::: Exercise data
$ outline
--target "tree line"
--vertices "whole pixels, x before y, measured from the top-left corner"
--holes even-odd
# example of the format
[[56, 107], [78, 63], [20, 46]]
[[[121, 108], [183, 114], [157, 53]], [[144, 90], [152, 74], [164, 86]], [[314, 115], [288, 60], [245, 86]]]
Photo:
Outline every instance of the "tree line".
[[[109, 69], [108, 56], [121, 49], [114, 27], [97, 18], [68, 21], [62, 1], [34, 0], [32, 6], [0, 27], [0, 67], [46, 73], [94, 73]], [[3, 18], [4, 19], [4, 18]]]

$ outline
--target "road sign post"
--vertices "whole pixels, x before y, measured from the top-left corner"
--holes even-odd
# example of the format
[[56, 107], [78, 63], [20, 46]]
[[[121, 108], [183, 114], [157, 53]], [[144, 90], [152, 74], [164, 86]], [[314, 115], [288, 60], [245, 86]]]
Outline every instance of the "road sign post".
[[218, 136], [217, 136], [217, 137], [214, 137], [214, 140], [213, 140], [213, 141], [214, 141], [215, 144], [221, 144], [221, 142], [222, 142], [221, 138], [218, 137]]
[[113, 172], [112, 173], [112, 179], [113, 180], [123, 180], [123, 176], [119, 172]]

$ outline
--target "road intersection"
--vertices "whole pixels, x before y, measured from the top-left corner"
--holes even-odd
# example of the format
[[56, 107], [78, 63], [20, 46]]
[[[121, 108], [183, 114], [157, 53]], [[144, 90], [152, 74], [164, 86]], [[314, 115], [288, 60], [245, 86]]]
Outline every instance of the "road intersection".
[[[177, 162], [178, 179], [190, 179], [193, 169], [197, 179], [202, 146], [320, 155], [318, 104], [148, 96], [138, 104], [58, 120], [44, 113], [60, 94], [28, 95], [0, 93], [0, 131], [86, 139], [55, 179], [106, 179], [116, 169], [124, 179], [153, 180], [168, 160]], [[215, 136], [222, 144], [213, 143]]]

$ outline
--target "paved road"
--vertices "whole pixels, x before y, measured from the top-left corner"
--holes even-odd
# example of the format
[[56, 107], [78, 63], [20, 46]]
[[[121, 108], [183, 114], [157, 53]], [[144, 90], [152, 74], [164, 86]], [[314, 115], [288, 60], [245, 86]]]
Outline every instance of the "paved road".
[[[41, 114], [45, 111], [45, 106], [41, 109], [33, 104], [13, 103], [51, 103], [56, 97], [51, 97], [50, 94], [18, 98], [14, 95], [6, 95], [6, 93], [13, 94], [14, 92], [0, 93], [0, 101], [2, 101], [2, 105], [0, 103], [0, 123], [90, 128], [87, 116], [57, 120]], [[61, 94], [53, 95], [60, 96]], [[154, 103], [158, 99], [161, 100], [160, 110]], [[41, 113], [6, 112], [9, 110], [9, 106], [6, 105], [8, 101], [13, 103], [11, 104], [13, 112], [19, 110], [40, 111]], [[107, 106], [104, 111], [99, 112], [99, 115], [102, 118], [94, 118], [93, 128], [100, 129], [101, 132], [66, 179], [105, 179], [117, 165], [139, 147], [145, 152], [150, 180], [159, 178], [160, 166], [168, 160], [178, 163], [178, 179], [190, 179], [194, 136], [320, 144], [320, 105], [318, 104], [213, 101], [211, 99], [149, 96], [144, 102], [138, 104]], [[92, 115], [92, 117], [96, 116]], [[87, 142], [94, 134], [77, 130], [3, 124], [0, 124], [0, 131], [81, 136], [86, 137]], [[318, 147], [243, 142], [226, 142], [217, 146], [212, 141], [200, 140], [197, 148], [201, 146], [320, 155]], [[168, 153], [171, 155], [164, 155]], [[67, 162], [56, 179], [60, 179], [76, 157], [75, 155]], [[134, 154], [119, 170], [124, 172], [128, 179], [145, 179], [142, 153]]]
::::::
• **Brief**
Please repeat every one of the records above word for word, changing nothing.

• **Result below**
$ outline
--target "tree line"
--vertices "whole pixels, x before y, measured from the top-left corner"
--holes even-odd
# example of the format
[[56, 107], [78, 63], [20, 46]]
[[[121, 108], [183, 114], [157, 53]], [[144, 90], [152, 74], [164, 86]], [[314, 115], [288, 60], [245, 86]]]
Photo:
Outline every instance of the "tree line".
[[[109, 69], [108, 56], [121, 49], [114, 27], [97, 18], [68, 21], [62, 1], [34, 0], [32, 6], [0, 27], [0, 67], [46, 73], [94, 73]], [[3, 18], [4, 19], [4, 18]]]

$ outline
--target "road sign post"
--vertices "whole pixels, x before y, measured from the top-left corner"
--holes even-odd
# example of the format
[[56, 107], [78, 63], [20, 46]]
[[[121, 108], [183, 114], [157, 53]], [[144, 90], [152, 74], [164, 86]], [[314, 115], [288, 60], [245, 86]]]
Outline every instance of the "road sign post".
[[218, 136], [217, 136], [217, 137], [214, 137], [214, 140], [213, 140], [213, 141], [214, 141], [215, 144], [221, 144], [221, 142], [222, 142], [221, 138], [218, 137]]
[[113, 172], [112, 173], [112, 179], [113, 180], [123, 180], [123, 176], [119, 172]]

$ outline
--target "road intersection"
--vertices "whole pixels, x before y, measured from the top-left corner"
--holes even-odd
# example of the format
[[56, 107], [78, 63], [20, 46]]
[[[121, 108], [183, 114], [157, 53]], [[144, 90], [152, 74], [164, 86]], [[314, 115], [288, 60], [245, 86]]]
Outline every instance of the "road intersection".
[[[177, 162], [178, 179], [190, 179], [193, 169], [197, 179], [202, 146], [320, 155], [318, 104], [148, 96], [138, 104], [58, 120], [44, 113], [60, 94], [28, 95], [0, 93], [0, 131], [86, 139], [55, 179], [106, 179], [116, 169], [124, 179], [153, 180], [168, 160]], [[215, 136], [222, 144], [213, 143]]]

$ outline
--target "paved road"
--vertices "whole pixels, x before y, measured from the top-left corner"
--holes even-odd
# example of the format
[[56, 107], [78, 63], [20, 46]]
[[[121, 108], [183, 114], [157, 53]], [[144, 90], [152, 74], [164, 86]], [[314, 115], [288, 60], [245, 86]]]
Outline every instance of the "paved road".
[[[41, 114], [45, 111], [45, 106], [41, 109], [33, 104], [13, 103], [51, 103], [56, 97], [51, 97], [50, 94], [18, 98], [14, 95], [6, 95], [6, 93], [13, 94], [14, 92], [0, 93], [0, 101], [2, 101], [2, 105], [0, 103], [0, 123], [90, 128], [87, 116], [57, 120]], [[61, 94], [53, 95], [60, 96]], [[154, 103], [158, 99], [161, 100], [160, 110]], [[41, 113], [6, 112], [9, 110], [9, 106], [6, 105], [8, 101], [13, 103], [11, 104], [13, 112], [19, 110], [40, 111]], [[107, 106], [104, 111], [99, 112], [99, 115], [102, 118], [94, 118], [93, 128], [100, 129], [101, 132], [66, 179], [105, 179], [117, 165], [139, 147], [145, 152], [150, 180], [159, 178], [160, 166], [168, 160], [178, 163], [178, 179], [190, 179], [194, 136], [320, 144], [320, 105], [318, 104], [213, 101], [211, 99], [149, 96], [144, 102], [138, 104]], [[92, 115], [92, 117], [96, 116]], [[87, 142], [94, 134], [77, 130], [3, 124], [0, 124], [0, 131], [81, 136], [86, 137]], [[318, 147], [243, 142], [226, 142], [217, 146], [212, 141], [200, 140], [197, 148], [201, 146], [320, 155]], [[168, 153], [171, 155], [164, 155]], [[67, 162], [56, 179], [60, 179], [76, 157], [75, 155]], [[134, 154], [119, 170], [124, 172], [128, 179], [145, 179], [142, 153]]]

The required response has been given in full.